=== Exercise goal ===
Here is the task for the records below: repeat exactly the lines from the one with "negative clicks: (384, 237) (284, 49)" to the one with "185L486 194L494 195L491", both included, and nothing else.

Excerpts from a dataset:
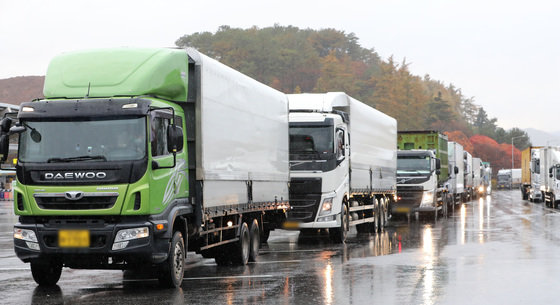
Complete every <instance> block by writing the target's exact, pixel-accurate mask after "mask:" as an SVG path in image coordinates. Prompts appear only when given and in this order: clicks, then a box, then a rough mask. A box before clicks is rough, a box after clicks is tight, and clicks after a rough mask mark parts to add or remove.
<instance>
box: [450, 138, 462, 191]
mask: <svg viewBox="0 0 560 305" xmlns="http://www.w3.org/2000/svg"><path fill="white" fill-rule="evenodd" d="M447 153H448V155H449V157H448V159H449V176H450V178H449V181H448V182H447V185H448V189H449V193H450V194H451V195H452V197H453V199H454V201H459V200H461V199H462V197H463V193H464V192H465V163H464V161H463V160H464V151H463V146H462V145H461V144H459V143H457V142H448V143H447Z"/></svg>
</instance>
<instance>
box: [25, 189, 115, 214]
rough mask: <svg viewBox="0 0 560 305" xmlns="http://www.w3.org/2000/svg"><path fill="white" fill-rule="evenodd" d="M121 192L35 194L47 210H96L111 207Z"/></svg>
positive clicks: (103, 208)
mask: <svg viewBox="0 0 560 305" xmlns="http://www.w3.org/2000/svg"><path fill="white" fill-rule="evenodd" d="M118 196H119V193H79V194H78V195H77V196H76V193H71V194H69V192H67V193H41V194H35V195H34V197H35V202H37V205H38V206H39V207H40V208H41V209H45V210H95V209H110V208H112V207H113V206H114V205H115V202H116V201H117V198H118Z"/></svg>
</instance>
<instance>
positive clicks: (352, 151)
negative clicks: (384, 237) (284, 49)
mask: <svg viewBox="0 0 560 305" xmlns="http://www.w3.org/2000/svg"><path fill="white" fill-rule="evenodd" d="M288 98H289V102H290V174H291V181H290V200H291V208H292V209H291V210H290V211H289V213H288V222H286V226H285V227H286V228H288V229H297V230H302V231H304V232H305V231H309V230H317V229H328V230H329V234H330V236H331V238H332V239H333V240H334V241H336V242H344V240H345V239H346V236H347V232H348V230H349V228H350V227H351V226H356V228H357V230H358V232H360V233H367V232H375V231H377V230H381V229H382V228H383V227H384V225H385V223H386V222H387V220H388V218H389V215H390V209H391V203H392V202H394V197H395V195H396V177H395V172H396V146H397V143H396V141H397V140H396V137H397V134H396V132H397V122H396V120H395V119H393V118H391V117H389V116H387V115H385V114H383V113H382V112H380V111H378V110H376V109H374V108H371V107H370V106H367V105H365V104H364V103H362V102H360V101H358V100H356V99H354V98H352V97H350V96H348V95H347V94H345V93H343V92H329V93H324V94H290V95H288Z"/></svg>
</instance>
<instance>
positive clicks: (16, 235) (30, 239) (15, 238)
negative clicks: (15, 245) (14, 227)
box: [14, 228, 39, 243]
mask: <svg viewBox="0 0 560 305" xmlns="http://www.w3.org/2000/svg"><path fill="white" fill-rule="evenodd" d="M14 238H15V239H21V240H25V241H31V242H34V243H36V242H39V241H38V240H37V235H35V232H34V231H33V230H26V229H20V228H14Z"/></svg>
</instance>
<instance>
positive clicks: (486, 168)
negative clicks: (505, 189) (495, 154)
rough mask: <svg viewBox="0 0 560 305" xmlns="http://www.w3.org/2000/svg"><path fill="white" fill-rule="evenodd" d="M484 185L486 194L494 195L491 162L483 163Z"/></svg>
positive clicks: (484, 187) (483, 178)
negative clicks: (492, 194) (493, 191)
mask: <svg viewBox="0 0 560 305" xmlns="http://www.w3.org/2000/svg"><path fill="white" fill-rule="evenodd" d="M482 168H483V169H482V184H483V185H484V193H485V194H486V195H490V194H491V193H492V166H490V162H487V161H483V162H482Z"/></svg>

---

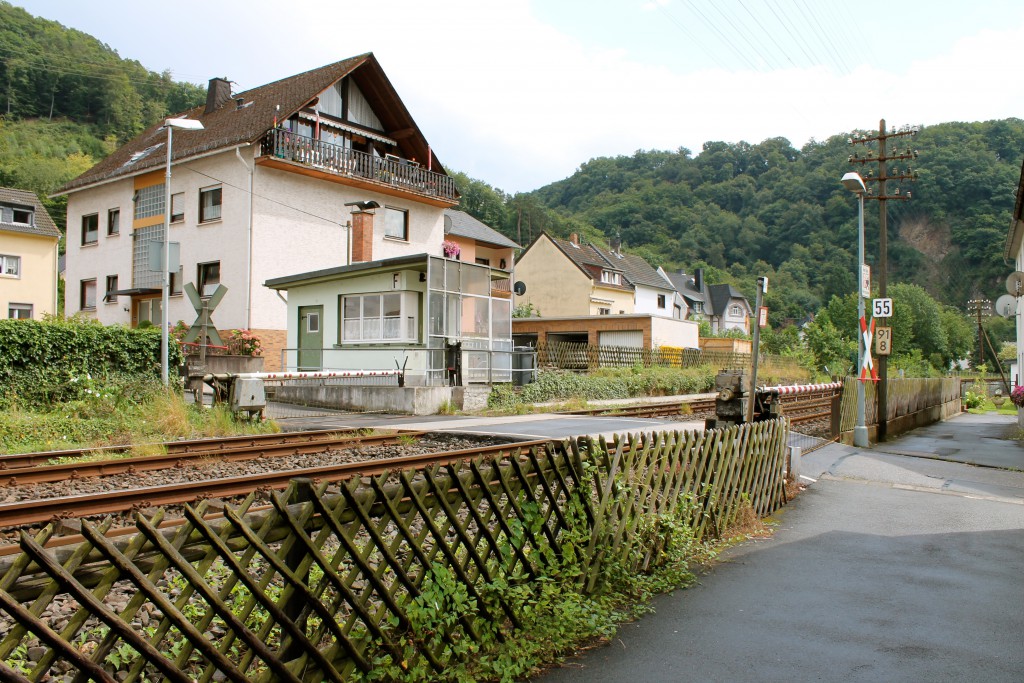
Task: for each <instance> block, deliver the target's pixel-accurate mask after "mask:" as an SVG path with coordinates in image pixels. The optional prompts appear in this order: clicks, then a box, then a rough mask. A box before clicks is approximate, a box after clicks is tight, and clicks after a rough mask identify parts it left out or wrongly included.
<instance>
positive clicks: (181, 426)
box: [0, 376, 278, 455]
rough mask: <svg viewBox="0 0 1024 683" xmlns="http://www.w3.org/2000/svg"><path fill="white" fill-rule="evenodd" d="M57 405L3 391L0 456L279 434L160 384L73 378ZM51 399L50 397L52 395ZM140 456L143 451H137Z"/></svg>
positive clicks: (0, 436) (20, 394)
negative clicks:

---

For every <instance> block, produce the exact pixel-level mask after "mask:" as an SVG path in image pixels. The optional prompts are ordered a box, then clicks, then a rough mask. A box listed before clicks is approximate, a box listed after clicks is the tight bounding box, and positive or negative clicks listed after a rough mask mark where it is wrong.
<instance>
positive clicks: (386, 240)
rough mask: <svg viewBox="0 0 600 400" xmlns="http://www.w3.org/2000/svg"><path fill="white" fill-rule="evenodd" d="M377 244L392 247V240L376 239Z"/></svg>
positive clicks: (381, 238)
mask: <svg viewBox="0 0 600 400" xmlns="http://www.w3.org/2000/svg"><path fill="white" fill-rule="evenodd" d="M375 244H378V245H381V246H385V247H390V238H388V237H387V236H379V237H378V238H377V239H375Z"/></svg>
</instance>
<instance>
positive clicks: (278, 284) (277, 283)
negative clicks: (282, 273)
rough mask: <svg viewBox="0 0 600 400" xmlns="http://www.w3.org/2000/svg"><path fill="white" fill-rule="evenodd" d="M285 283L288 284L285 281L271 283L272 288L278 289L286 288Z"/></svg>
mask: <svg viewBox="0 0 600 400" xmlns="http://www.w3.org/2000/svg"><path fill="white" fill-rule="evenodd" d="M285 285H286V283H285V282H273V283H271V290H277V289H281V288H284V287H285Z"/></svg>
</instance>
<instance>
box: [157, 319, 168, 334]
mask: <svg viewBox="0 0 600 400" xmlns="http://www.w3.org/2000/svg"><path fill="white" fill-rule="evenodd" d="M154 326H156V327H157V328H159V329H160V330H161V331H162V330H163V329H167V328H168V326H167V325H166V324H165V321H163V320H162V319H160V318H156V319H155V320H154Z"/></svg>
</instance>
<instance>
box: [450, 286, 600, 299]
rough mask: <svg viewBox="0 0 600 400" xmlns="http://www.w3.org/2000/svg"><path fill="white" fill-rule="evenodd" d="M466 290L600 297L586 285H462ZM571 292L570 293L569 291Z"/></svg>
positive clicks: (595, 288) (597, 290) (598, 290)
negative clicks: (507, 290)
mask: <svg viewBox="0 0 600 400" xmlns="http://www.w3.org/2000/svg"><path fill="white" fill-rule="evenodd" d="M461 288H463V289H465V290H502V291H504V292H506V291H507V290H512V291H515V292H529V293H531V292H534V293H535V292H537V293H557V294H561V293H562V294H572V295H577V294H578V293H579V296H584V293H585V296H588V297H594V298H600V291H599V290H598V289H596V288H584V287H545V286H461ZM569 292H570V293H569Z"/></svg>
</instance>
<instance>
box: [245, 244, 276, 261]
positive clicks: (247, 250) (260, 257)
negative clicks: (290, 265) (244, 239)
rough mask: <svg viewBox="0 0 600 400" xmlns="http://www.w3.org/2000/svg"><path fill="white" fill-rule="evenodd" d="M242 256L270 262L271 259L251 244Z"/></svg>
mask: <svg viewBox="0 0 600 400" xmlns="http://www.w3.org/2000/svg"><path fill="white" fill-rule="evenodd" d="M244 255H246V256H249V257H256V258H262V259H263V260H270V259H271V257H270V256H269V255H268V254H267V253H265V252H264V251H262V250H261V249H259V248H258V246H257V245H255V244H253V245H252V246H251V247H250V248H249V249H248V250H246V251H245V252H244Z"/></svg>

=== Response to this exercise ===
negative clicks: (384, 237) (284, 49)
mask: <svg viewBox="0 0 560 305" xmlns="http://www.w3.org/2000/svg"><path fill="white" fill-rule="evenodd" d="M288 98H289V102H290V174H291V181H290V200H291V208H292V209H291V210H290V211H289V213H288V222H286V226H285V227H286V228H288V229H297V230H302V231H304V232H305V231H309V230H317V229H328V230H329V234H330V236H331V238H332V239H333V240H334V241H336V242H344V240H345V239H346V236H347V232H348V230H349V228H350V227H351V226H356V228H357V230H358V232H360V233H367V232H375V231H377V230H381V229H382V228H383V227H384V225H385V223H386V222H387V220H388V218H389V215H390V209H391V203H392V202H394V197H395V195H396V177H395V172H396V146H397V143H396V141H397V140H396V137H397V134H396V132H397V122H396V120H395V119H393V118H391V117H389V116H387V115H385V114H383V113H382V112H380V111H378V110H376V109H374V108H371V107H370V106H367V105H365V104H364V103H362V102H360V101H358V100H356V99H354V98H352V97H350V96H348V95H347V94H345V93H343V92H329V93H324V94H290V95H288Z"/></svg>
</instance>
<instance>
positive clicks: (16, 235) (30, 239) (15, 238)
negative clicks: (15, 245) (14, 227)
box: [14, 228, 39, 243]
mask: <svg viewBox="0 0 560 305" xmlns="http://www.w3.org/2000/svg"><path fill="white" fill-rule="evenodd" d="M14 238H15V239H21V240H25V241H31V242H34V243H36V242H39V241H38V240H37V235H35V232H34V231H33V230H26V229H20V228H14Z"/></svg>
</instance>
<instance>
positive clicks: (486, 168)
negative clicks: (505, 189) (495, 154)
rough mask: <svg viewBox="0 0 560 305" xmlns="http://www.w3.org/2000/svg"><path fill="white" fill-rule="evenodd" d="M484 185L486 194L494 195L491 162L483 163Z"/></svg>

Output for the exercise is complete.